Fahrradklima-Test 2020: Falschparker bremsen Neusser Radfahrer aus
Neusser fahren gerne Rad, doch sie fühlen sich von Falschparkern, Ampeln und Baustellen ausgebremst. Das ist die auffälligste Erkenntnis aus dem Fahrradklima-Test 2020, der mit 511 Teilnehmern so viel Resonanz hatte wie noch nie.
Beim Fahrradklima-Test des ADFC bleibt Neuss mit einer Note von 4,0 (2018: 4,1) nur Mittelmaß. Die Quirinusstadt belegt bei den Städten von 100000 bis 200000 Einwohnern bundesweit Platz 17 von 41 - eine minimale Verbesserung gegenüber der letzten Umfrage vor zwei Jahren (Platz 20). Im NRW-Vergleich steht Neuss auf Platz 4 von 15 bei den "kleinen Großstädten" deutlich besser da, was aber auf das unterdurchschnittlich schlechte Abschneiden von NRW-Städten im Bundesvergleich zurückzuführen ist. Aufschlussreich ist der Vergleich mit dem vier mal so großen Düsseldorf: Obwohl große Städte beim Fahrradklima-Test wegen des stärkeren Verkehrs im Schnitt deutlich schlechter abschneiden als kleinere, liegt der rechtsrheinische Nachbar trotz seines Größennachteils mit Neuss fast gleichauf (Note 4,1). Wo lässt Neuss Chancen liegen? Dafür haben uns die Ergebnisse der Fahrradklima-Tests im Detail angeschaut.

# # #

### Aufgabe 1
Aktualisiere den Text über den Fahrradklima-Test in Neuss zwischen „Fahrradklima-Test 2020: Falschparker“ und „wie noch nie.“, jeweils einschließlich, und setze dabei „ADFC-Fahrradklima-Test 2020“ an die Stelle von „Fahrradklima-Test 2020“.
### Aufgabe 2
Führe den Text über den Fahrradklima-Test in Neuss im Anschluss an seinen letzten Satz weiter.
Die Einträge sind eigenständiges Material und gehören nicht zum Text über den Fahrradklima-Test in Neuss.

[Einträge des Datensatzes]
# # #

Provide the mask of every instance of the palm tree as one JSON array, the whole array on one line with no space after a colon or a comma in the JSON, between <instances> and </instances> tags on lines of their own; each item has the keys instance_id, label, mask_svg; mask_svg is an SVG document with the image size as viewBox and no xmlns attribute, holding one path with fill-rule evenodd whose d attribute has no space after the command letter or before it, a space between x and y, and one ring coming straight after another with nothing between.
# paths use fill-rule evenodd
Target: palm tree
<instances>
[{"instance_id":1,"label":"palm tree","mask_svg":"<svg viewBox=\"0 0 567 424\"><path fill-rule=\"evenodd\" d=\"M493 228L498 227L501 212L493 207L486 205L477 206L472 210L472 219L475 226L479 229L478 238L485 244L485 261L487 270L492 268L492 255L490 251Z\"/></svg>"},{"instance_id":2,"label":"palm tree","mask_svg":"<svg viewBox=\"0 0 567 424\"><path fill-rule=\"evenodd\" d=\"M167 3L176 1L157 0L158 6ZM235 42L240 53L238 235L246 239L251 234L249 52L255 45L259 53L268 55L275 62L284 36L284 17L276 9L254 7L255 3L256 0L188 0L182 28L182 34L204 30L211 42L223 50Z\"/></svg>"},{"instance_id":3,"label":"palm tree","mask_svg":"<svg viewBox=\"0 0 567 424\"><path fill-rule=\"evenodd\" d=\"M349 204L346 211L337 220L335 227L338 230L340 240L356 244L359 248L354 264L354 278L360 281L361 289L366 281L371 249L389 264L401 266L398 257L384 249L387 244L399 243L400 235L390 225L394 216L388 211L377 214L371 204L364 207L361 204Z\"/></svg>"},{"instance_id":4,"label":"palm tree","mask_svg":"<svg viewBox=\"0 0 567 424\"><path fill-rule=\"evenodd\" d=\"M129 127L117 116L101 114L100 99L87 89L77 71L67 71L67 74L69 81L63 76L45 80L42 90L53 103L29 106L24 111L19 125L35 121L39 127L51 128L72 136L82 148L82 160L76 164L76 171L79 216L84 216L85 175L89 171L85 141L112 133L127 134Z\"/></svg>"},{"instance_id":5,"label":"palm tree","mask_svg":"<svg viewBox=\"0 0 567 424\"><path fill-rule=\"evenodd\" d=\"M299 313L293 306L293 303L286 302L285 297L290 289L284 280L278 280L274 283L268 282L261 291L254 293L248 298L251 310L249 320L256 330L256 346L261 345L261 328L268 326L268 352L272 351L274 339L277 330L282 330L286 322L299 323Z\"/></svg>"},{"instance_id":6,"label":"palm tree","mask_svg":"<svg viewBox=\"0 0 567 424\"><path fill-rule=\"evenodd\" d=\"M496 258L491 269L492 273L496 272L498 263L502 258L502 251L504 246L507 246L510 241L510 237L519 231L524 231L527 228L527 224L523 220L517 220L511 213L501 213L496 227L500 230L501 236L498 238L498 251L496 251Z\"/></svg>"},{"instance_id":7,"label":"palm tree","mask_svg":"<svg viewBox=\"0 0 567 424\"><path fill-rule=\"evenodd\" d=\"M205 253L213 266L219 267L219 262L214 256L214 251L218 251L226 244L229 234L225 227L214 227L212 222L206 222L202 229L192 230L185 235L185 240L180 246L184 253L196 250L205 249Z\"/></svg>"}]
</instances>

# # #

### Antwortbereich 1
ADFC-Fahrradklima-Test 2020: Falschparker bremsen Neusser Radfahrer aus
Neusser fahren gerne Rad, doch sie fühlen sich von Falschparkern, Ampeln und Baustellen ausgebremst. Das ist die auffälligste Erkenntnis aus dem ADFC-Fahrradklima-Test 2020, der mit 511 Teilnehmern so viel Resonanz hatte wie noch nie.

### Antwortbereich 2
Dauerärgernis Falschparker
Die schlechteste Bewertung erhielt Neuss bei der Frage nach der Falschparkerkontrolle - eine glatte fünf auf der Schulnotenskala von eins bis sechs. "Wir müssen als ADFC-Aktive immer wieder feststellen, auch weil wir zahlreiche Beschwerden bekommen: Die Verkehrsraumüberwachung in Neuss ist viel zu nachlässig und bekommt völlig zu Recht von den Radfahrenden die Note mangelhaft." sagt ADFC-Sprecher Heribert Adamsky. Wenn die Verwaltung es durchgehen lässt, dass Radwege und Straßenecken immer wieder zugeparkt werden, dann "verzieht" sie die Autofahrer zu falschem Verhalten. Und das ist nicht nur ärgerlich, sondern auch gefährlich. ADFC-Vorstandskollege Joachim Sinzig erklärt, warum: "Ist der Radweg durch einen Falschparker blockiert, müssen Radfahrer auf die Fahrbahn ausweichen, das kann schnell mal brenzlig werden." Für diese Zustände ist aber auch die Politik verantwortlich, denn in der vergangenen Ratsperiode wurde ein Antrag der SPD, die Verkehrsraumüberwachung personell zu stärken, noch mehrheitlich abgelehnt.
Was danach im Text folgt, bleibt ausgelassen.